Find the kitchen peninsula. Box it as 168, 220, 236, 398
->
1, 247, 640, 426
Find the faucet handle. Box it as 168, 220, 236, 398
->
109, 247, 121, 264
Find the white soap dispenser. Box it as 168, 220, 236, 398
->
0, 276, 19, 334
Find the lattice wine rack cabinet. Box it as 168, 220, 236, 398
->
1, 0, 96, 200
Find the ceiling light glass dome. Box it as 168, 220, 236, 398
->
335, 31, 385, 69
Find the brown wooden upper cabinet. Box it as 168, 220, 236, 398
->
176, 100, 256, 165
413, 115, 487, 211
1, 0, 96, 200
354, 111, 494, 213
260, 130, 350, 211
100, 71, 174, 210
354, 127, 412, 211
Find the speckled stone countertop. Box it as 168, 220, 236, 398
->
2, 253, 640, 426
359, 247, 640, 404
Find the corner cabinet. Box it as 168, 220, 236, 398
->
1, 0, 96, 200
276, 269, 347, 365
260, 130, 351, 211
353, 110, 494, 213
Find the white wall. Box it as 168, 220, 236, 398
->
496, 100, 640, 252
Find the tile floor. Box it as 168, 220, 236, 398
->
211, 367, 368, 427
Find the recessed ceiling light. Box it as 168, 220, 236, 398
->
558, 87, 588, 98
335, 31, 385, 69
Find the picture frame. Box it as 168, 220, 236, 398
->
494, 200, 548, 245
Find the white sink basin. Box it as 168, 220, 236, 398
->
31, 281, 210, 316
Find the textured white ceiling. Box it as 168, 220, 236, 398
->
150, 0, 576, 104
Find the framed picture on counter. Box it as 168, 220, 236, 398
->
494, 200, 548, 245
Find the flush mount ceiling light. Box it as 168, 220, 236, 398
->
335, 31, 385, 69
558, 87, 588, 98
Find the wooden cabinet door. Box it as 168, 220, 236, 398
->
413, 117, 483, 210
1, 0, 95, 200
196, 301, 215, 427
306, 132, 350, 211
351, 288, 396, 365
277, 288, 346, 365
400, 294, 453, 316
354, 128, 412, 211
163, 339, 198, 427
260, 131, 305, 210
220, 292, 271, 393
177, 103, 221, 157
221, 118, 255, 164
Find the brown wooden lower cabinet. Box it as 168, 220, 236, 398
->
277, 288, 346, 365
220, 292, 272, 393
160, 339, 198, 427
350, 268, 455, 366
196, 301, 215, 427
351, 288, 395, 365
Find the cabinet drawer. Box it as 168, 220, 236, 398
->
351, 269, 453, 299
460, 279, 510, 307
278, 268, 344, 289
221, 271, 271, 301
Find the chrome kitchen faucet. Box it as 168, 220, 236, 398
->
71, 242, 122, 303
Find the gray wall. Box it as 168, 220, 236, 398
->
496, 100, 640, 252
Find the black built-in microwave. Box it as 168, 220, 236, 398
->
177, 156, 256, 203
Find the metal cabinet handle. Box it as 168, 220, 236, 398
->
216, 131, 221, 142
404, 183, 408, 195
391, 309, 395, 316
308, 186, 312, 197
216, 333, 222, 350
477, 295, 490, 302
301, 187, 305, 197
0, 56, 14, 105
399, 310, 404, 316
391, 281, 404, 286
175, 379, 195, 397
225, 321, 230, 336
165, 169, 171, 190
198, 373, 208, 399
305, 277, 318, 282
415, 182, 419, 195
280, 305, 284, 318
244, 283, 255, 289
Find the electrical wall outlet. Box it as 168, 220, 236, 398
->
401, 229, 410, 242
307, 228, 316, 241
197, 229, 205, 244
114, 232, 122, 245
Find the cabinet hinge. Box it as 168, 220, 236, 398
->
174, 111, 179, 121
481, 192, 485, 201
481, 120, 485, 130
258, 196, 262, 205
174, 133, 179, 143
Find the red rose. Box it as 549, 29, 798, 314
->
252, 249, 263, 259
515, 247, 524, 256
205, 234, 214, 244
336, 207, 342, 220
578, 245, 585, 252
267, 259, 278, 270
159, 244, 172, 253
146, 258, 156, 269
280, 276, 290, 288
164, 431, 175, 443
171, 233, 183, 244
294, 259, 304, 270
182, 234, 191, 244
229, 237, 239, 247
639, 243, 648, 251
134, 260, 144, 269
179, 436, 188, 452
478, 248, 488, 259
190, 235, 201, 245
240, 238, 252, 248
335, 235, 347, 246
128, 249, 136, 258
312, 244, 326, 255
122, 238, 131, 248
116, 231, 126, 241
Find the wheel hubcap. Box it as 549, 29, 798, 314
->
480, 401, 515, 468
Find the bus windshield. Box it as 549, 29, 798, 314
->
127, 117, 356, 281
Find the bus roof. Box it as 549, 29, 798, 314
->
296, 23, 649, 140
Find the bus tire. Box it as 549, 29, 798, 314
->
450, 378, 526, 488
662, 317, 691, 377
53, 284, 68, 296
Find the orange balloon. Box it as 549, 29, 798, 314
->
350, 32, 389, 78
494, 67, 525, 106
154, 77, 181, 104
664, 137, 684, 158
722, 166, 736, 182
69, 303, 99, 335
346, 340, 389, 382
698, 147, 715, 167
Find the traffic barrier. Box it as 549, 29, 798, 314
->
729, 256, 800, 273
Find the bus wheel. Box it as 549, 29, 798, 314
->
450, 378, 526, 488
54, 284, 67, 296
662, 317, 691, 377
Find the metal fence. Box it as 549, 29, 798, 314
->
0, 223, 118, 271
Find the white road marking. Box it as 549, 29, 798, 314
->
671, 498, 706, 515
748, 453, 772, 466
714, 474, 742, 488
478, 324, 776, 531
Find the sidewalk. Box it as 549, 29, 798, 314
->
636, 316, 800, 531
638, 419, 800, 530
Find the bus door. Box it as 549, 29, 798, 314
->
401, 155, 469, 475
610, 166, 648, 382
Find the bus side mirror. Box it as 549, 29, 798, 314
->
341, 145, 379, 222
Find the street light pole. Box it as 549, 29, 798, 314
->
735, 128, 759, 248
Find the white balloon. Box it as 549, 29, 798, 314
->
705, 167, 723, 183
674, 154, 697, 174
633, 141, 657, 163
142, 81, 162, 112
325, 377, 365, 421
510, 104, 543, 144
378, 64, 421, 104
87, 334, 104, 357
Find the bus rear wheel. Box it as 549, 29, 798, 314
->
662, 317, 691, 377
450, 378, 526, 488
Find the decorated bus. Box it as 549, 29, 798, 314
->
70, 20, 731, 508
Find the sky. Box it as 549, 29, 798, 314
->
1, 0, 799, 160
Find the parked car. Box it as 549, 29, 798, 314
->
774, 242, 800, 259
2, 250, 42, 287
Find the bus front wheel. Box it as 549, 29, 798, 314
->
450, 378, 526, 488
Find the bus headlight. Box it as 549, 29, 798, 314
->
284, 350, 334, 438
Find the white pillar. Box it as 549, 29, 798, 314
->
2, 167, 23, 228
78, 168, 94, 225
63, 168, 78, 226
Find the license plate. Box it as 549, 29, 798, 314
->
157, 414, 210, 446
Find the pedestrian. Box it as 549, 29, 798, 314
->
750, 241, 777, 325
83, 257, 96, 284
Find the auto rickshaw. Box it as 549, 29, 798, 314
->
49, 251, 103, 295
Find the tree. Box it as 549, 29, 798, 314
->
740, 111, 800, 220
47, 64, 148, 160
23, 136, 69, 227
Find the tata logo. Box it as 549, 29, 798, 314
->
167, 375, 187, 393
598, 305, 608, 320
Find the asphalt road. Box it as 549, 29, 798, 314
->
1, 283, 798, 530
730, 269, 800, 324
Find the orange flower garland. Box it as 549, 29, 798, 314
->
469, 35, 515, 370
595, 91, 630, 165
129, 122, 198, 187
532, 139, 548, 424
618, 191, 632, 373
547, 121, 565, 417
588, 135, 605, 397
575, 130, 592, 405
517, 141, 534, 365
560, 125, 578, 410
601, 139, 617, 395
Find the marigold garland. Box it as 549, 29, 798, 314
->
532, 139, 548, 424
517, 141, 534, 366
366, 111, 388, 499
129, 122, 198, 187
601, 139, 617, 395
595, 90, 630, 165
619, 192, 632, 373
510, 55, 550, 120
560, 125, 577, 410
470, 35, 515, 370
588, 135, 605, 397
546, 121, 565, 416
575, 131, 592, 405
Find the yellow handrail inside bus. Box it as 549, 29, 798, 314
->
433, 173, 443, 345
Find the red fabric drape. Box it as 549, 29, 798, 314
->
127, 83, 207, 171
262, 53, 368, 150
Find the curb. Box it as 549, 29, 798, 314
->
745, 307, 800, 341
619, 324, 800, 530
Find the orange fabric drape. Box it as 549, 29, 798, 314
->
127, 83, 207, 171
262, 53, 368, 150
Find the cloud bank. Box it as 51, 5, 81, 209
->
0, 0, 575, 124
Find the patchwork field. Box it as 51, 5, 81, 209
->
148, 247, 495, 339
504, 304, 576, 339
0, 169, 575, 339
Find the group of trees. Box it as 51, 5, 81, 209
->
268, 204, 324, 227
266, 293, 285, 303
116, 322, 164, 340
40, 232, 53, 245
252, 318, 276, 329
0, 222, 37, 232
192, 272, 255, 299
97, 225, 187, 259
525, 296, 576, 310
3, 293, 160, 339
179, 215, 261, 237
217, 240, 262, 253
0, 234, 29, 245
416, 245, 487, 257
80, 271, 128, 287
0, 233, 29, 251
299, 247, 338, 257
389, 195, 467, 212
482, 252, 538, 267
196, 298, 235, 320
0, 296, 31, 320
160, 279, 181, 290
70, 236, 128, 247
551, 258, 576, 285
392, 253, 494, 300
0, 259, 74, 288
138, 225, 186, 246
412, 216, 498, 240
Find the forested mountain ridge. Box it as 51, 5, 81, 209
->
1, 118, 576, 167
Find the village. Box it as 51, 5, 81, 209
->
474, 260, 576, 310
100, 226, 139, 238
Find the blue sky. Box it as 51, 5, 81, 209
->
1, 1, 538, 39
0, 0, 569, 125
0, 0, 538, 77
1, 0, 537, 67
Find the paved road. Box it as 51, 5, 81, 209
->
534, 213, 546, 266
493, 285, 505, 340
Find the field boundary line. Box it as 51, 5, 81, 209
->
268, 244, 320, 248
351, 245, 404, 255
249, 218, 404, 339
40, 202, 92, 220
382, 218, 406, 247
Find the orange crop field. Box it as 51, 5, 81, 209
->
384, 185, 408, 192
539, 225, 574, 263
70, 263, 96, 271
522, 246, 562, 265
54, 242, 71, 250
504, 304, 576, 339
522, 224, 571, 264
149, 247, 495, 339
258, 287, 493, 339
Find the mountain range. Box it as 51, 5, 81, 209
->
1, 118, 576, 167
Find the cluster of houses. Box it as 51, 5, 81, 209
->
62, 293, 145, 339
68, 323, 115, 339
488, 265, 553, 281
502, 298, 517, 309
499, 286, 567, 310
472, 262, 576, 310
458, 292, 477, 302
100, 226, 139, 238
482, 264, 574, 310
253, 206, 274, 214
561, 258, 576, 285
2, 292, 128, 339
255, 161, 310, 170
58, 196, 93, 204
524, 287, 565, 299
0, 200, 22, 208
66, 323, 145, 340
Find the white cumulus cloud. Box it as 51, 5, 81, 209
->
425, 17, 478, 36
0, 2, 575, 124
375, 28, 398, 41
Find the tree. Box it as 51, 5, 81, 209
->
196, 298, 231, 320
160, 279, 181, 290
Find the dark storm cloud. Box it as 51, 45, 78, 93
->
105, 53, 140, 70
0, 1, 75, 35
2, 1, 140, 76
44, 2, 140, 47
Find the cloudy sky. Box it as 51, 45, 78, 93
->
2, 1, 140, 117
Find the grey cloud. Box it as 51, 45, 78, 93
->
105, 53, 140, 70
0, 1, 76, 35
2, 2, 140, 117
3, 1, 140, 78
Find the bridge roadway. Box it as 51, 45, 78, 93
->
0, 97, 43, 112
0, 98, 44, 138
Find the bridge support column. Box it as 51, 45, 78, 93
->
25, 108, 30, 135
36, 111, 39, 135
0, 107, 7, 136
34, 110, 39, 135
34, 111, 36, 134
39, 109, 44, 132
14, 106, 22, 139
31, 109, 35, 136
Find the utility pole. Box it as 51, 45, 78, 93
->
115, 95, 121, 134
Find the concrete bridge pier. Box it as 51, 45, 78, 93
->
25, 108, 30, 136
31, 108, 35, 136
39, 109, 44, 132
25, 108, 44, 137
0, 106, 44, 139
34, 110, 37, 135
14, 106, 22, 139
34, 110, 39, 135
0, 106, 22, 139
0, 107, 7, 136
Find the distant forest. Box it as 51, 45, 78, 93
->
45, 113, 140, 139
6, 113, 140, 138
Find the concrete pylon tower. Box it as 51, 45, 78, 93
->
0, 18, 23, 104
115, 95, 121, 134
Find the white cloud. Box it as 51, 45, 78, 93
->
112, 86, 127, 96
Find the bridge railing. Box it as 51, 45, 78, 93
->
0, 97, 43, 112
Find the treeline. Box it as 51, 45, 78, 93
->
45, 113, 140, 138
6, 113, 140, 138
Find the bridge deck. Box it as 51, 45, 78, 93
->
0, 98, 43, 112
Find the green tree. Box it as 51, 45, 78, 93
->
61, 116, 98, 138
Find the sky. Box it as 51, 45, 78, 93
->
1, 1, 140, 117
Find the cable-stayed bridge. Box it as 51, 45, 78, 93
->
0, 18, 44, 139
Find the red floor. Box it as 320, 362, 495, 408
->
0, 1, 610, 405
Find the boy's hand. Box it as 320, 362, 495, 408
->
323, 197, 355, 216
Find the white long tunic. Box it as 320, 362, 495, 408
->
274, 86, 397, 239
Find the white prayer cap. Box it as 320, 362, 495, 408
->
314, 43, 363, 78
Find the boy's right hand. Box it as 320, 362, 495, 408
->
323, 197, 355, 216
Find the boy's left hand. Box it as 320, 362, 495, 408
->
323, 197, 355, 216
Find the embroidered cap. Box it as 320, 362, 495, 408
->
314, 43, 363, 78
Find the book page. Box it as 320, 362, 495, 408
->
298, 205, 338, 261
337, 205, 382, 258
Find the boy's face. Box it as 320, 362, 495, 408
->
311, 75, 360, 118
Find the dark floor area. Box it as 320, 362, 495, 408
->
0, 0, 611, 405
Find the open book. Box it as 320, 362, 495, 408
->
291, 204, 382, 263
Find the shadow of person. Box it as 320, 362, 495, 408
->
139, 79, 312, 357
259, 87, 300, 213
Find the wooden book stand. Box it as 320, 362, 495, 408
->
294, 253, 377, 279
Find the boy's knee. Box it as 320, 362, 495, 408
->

++++++++++

* INSTRUCTIONS TO FOLLOW
In the listing above, how many lines hold the word "balloon"? Give the number and nothing more.

* WRITTEN RESPONSE
2